# severely bruised palm



## dirtyBob (Jun 1, 2005)

Had my scariest crash in a long time about 3 weeks ago. Thankfully, the worst I got was a really bruised palm. It's been three weeks and I still can't twist the tops off containers or pick up a laptop or take the pressure of even one pushup. Got it x-rayed, and there were no fractures. Doctor said to wait to ride until it doesn't hurt anymore, which I wasn't planning on since, if I crashed on it, I would cry like a two year old I'm sure. Anyone have this happen, and if so, what was the recovery time? I'm going nuts not riding!!!


----------



## jimPacNW (Feb 26, 2013)

Which hand is it? if it's your right, give up handshakes for a long-long time. I did something similar to the outer edge of my right hand, it felt pretty good after a couple of weeks, and handshakes (even warning the guys to go easy on me) set me back a couple of times, so I just swore them off completely. That was a year and a half ago and I managed to re-injure that same place in my hand about a month ago, it was early in a race and I toughed it out (probably shouldn't have), but it's getting better.
###
_Task 1_:
Duplicate the bruised-palm thread from "## dirtyBob (Jun" down to "(Feb 26, 2013)".
_Task 2_:
In the bruised-palm thread, what did the X-ray of dirtyBob's hand show?

(Data records)
###
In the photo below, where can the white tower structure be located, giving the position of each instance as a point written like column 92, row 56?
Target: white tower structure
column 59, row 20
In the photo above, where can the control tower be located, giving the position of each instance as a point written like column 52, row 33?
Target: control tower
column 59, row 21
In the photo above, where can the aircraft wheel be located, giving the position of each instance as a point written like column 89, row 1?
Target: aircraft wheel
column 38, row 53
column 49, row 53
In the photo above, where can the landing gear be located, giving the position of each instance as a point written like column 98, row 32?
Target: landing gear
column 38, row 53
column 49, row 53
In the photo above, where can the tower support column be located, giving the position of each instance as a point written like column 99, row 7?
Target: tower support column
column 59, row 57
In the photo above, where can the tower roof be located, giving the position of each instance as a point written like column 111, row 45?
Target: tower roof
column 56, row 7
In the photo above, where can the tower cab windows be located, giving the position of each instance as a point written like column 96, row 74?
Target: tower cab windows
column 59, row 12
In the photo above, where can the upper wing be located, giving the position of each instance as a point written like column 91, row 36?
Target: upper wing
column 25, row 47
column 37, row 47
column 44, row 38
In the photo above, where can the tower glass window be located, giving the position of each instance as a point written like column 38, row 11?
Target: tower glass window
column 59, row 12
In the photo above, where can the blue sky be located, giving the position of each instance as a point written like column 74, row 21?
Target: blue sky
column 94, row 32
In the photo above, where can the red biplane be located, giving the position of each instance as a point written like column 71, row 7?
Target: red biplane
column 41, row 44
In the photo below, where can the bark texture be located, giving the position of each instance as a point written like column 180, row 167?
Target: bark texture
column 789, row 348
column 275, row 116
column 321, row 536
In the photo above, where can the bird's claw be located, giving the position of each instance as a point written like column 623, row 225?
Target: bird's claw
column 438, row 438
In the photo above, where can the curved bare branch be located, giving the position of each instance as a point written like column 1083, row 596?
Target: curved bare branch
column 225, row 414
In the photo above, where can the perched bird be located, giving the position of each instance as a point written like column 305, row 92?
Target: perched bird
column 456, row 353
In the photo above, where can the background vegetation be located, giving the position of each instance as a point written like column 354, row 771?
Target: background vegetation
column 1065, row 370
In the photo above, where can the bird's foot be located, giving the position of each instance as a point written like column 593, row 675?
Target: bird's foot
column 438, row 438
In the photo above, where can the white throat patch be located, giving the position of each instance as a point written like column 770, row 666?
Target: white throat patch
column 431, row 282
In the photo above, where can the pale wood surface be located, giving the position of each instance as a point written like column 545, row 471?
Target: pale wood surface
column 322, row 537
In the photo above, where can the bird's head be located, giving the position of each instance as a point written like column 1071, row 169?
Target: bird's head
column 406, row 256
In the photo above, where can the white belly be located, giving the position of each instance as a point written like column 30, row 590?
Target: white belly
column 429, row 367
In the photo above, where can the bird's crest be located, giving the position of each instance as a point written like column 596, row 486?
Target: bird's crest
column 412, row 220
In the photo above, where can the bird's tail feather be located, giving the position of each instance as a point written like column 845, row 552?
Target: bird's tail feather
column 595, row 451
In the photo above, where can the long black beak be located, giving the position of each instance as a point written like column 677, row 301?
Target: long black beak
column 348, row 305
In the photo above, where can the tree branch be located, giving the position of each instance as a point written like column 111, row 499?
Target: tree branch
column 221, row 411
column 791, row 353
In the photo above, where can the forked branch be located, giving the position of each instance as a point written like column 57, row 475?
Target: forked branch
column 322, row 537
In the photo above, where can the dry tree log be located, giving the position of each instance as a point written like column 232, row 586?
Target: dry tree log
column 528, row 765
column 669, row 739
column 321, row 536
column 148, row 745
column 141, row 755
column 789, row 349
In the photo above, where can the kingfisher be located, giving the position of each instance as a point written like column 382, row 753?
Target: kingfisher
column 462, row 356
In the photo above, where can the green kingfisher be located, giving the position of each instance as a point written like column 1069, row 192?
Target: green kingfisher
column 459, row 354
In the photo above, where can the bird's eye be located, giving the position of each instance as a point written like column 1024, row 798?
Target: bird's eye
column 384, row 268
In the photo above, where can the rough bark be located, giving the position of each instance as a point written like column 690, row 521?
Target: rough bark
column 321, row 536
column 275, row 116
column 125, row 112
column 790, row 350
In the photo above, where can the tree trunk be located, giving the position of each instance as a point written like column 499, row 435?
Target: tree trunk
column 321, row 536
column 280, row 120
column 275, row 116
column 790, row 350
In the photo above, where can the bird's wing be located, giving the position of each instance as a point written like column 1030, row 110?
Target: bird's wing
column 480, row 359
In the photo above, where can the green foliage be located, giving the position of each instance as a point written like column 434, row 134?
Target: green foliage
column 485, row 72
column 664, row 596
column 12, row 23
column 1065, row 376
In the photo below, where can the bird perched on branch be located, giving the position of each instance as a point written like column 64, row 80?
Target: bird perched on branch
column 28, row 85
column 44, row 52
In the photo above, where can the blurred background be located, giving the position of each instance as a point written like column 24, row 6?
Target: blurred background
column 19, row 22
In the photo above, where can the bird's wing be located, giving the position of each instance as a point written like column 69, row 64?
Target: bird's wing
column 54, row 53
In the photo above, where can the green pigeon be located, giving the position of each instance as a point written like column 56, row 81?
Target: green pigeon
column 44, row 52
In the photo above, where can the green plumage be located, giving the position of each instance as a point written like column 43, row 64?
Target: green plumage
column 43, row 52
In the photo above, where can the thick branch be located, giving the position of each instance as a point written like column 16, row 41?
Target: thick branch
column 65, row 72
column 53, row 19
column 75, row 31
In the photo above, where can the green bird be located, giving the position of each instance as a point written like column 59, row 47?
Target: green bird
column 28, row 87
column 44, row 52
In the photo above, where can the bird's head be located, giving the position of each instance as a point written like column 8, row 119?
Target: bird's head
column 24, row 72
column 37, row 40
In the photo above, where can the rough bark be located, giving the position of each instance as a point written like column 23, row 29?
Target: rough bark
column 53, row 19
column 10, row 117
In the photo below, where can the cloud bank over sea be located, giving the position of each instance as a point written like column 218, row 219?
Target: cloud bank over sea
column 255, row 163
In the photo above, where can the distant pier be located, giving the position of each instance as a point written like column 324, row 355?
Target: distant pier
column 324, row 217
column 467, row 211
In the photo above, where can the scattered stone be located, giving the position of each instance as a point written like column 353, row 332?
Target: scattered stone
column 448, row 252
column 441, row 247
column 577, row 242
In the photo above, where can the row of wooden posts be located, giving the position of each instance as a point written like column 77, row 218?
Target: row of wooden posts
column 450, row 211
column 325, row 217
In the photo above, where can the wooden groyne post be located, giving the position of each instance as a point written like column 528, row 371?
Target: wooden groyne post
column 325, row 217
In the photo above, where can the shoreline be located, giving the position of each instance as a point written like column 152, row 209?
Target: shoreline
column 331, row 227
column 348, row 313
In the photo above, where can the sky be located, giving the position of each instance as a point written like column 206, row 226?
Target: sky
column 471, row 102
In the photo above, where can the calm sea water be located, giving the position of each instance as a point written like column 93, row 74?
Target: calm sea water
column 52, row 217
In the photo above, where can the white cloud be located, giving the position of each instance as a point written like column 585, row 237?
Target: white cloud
###
_Exercise output 1_:
## dirtyBob (Jun 1, 2005)

Had my scariest crash in a long time about 3 weeks ago. Thankfully, the worst I got was a really bruised palm. It's been three weeks and I still can't twist the tops off containers or pick up a laptop or take the pressure of even one pushup. Got it x-rayed, and there were no fractures. Doctor said to wait to ride until it doesn't hurt anymore, which I wasn't planning on since, if I crashed on it, I would cry like a two year old I'm sure. Anyone have this happen, and if so, what was the recovery time? I'm going nuts not riding!!!


----------



## jimPacNW (Feb 26, 2013)

_Exercise output 2_:
There were no fractures.